§ **THE PROBLEM**
Please set out the records below as a two-column CSV with the headers text and answer, one row per record, each field quoted and with line breaks turned into spaces. Leave the pictures out.
=== RECORDS ===
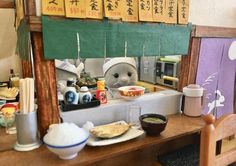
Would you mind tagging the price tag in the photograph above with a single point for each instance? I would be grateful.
(53, 7)
(113, 8)
(94, 9)
(130, 11)
(183, 11)
(171, 11)
(75, 8)
(145, 10)
(159, 10)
===
§ **FINAL RESULT**
text,answer
"Would you mind tagging the price tag in the photograph above with a single point for each instance? I would be grateful.","(53, 7) (113, 8) (94, 9) (130, 11) (183, 11) (171, 11) (75, 8) (145, 10) (159, 10)"